_Task item_
Transcribe exactly the line containing "Reviewer check: make sure each instance of the arched" and the remaining lines of the listing below, through the very last.

-*-

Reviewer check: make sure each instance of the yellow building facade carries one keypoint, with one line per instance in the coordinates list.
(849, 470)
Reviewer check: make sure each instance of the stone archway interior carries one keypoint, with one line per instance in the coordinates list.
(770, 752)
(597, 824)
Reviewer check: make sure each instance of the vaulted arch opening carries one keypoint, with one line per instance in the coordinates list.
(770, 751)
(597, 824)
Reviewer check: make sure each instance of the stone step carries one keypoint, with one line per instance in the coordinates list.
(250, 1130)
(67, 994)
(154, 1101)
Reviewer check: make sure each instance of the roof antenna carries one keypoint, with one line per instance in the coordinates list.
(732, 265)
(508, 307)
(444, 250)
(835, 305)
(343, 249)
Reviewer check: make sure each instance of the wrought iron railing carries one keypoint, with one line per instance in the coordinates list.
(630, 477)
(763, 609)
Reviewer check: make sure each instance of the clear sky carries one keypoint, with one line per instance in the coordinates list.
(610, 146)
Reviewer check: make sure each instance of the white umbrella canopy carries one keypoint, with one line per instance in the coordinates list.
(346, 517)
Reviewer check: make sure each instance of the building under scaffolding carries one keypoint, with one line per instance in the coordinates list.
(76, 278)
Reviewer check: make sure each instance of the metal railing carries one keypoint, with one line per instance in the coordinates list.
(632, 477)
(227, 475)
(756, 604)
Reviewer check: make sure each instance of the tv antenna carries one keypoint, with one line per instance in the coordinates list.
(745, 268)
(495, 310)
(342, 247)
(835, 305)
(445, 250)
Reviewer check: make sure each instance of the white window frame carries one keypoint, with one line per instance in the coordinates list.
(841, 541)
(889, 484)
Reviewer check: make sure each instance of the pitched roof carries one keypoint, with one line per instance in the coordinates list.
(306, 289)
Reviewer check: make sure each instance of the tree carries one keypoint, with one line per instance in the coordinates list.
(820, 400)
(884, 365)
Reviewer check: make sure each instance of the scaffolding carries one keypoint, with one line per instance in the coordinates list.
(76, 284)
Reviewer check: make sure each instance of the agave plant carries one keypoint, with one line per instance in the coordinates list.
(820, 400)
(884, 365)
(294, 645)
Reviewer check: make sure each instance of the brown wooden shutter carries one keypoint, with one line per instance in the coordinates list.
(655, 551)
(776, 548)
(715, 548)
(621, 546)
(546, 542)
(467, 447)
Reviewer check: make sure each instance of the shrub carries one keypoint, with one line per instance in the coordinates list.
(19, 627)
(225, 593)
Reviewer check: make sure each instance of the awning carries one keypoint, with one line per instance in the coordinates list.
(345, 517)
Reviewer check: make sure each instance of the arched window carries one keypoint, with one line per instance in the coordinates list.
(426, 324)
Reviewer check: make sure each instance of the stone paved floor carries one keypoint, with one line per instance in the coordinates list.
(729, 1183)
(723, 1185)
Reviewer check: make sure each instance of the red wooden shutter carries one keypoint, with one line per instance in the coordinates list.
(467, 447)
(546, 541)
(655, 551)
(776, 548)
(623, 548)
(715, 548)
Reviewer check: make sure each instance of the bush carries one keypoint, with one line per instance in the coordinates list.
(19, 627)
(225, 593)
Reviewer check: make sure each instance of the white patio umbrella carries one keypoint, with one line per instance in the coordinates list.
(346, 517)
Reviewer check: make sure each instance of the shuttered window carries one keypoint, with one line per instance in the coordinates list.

-*-

_Response_
Reviewer check: make sure each instance of the arched window carries one keypoint, with one line per instance in the coordinates list.
(426, 324)
Reviewer check: make sure each instance of the stone paved floor carries one keypoint, with one line per instance in the coordinates list.
(729, 1183)
(723, 1185)
Reviewer check: make sure each instance of the red wooden shutter carries one keypoint, with one line per instance in the coordinates list.
(467, 447)
(546, 541)
(655, 551)
(776, 548)
(623, 548)
(715, 548)
Reviewer check: make sure each instance of the bush carries one keypoint, with one line per instance in the coordinates list.
(19, 627)
(225, 593)
Reviewer check: make sure each instance of the white patio umbrella carries one keypoint, with one line per instance in the coordinates list.
(346, 517)
Reviewer check: make sure each instance of the shuttered window carries one keypoint, with one line per instance in the coordinates list.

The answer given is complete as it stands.